_PROMPT_
Please output the entries below from the line that contains "Target: woman in brown jacket" through the final line, reproduced exactly and alone.

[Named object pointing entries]

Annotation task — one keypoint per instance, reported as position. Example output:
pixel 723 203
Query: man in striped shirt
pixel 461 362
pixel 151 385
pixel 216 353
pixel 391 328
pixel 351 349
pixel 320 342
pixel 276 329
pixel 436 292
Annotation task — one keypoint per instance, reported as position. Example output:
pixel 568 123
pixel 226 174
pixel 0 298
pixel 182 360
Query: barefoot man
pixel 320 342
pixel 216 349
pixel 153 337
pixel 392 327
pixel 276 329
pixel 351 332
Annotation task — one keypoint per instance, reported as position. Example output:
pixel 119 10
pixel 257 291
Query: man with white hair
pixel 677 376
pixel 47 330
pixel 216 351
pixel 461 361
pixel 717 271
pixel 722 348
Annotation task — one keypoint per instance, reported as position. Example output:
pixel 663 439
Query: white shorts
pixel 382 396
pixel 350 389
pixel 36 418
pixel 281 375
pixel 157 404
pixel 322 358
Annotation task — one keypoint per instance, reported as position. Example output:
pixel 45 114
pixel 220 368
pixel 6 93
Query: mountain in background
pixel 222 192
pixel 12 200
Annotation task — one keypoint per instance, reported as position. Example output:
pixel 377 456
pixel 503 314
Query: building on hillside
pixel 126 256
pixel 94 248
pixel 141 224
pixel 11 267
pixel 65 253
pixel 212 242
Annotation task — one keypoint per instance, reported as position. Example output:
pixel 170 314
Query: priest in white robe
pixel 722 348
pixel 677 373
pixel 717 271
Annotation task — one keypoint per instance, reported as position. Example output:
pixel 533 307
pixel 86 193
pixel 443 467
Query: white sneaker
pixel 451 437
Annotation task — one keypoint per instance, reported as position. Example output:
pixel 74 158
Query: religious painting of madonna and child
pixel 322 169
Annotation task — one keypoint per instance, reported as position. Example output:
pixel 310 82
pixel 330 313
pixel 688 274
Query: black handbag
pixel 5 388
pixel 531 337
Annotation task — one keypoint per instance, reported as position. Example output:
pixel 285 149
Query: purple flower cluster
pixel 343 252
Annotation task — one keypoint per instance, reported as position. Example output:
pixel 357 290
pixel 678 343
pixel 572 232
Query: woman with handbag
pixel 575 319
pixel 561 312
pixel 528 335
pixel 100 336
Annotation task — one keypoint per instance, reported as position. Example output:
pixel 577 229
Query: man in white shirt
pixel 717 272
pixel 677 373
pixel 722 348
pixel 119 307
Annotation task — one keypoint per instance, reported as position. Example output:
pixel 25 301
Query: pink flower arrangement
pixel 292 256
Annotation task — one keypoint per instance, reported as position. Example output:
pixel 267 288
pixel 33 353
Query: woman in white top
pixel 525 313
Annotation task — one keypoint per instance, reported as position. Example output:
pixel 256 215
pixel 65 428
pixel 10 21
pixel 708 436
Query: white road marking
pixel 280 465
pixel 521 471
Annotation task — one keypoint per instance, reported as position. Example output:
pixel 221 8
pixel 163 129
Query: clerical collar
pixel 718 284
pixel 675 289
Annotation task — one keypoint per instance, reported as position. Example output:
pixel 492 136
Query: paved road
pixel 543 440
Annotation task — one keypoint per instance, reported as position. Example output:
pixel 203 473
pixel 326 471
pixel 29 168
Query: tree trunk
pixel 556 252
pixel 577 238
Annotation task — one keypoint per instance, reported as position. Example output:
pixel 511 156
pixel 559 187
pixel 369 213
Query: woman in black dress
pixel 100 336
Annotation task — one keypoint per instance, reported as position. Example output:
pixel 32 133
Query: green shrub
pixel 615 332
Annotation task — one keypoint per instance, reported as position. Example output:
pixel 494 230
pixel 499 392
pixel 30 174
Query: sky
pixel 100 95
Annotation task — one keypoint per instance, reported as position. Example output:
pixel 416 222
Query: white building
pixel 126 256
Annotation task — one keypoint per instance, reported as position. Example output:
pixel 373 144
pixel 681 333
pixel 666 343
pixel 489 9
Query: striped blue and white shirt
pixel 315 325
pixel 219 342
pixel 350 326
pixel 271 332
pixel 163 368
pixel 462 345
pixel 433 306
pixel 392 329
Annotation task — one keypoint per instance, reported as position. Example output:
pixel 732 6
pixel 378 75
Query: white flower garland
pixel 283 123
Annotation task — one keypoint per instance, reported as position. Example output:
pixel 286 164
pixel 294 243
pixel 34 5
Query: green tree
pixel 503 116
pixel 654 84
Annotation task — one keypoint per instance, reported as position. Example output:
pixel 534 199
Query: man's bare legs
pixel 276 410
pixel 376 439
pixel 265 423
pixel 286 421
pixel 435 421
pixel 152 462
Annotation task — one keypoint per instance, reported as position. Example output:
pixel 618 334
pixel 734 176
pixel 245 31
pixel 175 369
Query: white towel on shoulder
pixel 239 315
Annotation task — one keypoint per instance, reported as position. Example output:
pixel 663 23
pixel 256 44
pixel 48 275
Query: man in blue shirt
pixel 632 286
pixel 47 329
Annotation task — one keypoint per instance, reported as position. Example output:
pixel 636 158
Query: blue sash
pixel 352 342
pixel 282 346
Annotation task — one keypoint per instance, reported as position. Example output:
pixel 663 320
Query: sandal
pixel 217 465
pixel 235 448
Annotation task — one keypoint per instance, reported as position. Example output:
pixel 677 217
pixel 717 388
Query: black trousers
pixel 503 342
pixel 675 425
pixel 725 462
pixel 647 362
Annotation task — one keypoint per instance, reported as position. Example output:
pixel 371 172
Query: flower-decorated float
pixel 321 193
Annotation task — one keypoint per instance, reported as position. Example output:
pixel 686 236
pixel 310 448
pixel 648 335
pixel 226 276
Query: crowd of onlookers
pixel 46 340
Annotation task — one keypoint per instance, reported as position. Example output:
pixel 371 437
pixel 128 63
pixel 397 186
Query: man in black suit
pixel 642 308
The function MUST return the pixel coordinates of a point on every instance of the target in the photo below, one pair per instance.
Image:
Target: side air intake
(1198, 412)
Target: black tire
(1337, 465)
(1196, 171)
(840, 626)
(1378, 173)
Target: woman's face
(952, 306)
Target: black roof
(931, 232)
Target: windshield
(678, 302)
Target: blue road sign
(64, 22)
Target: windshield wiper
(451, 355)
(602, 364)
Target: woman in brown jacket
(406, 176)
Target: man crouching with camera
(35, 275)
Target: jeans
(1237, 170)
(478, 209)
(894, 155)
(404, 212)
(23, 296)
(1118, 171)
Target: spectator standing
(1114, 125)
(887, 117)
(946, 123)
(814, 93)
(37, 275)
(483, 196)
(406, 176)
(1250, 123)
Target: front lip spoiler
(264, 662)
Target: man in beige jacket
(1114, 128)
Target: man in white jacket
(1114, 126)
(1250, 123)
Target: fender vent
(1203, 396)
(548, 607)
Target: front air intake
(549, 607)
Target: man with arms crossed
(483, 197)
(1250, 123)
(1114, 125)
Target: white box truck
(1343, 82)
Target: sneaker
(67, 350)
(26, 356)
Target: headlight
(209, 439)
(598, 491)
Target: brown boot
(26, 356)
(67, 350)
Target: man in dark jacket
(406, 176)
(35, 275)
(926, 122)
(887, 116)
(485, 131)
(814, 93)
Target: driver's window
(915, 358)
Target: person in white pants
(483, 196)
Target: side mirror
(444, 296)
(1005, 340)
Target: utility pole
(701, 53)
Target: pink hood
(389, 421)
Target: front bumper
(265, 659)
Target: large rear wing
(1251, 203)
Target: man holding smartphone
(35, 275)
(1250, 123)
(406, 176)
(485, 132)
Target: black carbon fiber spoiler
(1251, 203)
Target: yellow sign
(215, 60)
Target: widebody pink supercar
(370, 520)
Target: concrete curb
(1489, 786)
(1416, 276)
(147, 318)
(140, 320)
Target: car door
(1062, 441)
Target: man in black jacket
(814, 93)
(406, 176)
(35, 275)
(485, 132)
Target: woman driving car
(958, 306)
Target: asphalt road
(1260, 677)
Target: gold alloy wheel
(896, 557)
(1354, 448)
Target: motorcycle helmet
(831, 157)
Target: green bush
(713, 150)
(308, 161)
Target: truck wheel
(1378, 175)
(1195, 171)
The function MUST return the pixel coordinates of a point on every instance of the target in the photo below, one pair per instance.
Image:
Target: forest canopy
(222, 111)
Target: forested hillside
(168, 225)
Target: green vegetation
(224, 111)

_EXERCISE ANSWER_
Target: woman in brown jacket
(406, 176)
Target: man crouching with camera
(35, 275)
Target: jeans
(1237, 170)
(478, 209)
(894, 155)
(404, 212)
(23, 296)
(1118, 171)
Target: spectator standing
(1114, 125)
(887, 117)
(946, 123)
(814, 93)
(37, 275)
(483, 196)
(406, 176)
(1250, 123)
Target: front lip spoiler
(264, 662)
Target: man in beige jacket
(1114, 128)
Target: man in white jacket
(1114, 126)
(1250, 123)
Target: fender vent
(1203, 396)
(548, 607)
Target: front air intake
(549, 607)
Target: man with arms crossed
(483, 197)
(1250, 123)
(1114, 125)
Target: white box truck
(1343, 82)
Target: sneaker
(67, 350)
(26, 356)
Target: headlight
(209, 439)
(598, 491)
Target: brown boot
(26, 356)
(67, 350)
Target: man in dark jacket
(406, 176)
(35, 275)
(926, 122)
(887, 116)
(485, 131)
(814, 93)
Target: driver's window
(915, 358)
Target: person in white pants
(483, 196)
Target: side mirror
(444, 296)
(1005, 340)
Target: utility pole
(701, 53)
Target: pink hood
(389, 421)
Target: front bumper
(265, 659)
Target: large rear wing
(1251, 203)
Target: man holding smartphone
(35, 275)
(1250, 123)
(406, 176)
(485, 132)
Target: black carbon fiber spoiler
(1251, 203)
Target: yellow sign
(215, 60)
Target: widebody pink supercar
(370, 520)
Target: concrete curb
(1489, 786)
(1416, 276)
(147, 318)
(140, 320)
Target: car door
(1062, 441)
Target: man in black jacket
(814, 93)
(406, 176)
(35, 275)
(485, 132)
Target: woman driving car
(958, 306)
Target: asphalt road
(1260, 677)
Target: gold alloy wheel
(896, 557)
(1354, 448)
Target: motorcycle helmet
(831, 157)
Target: green bush
(713, 150)
(308, 161)
Target: truck wheel
(1378, 175)
(1195, 171)
The function MUST return the pixel coordinates of a point on every instance of the target in the photo below, one pair per instance.
Image:
Target: forest canopy
(222, 111)
Target: forested hillside
(168, 225)
Target: green vegetation
(224, 111)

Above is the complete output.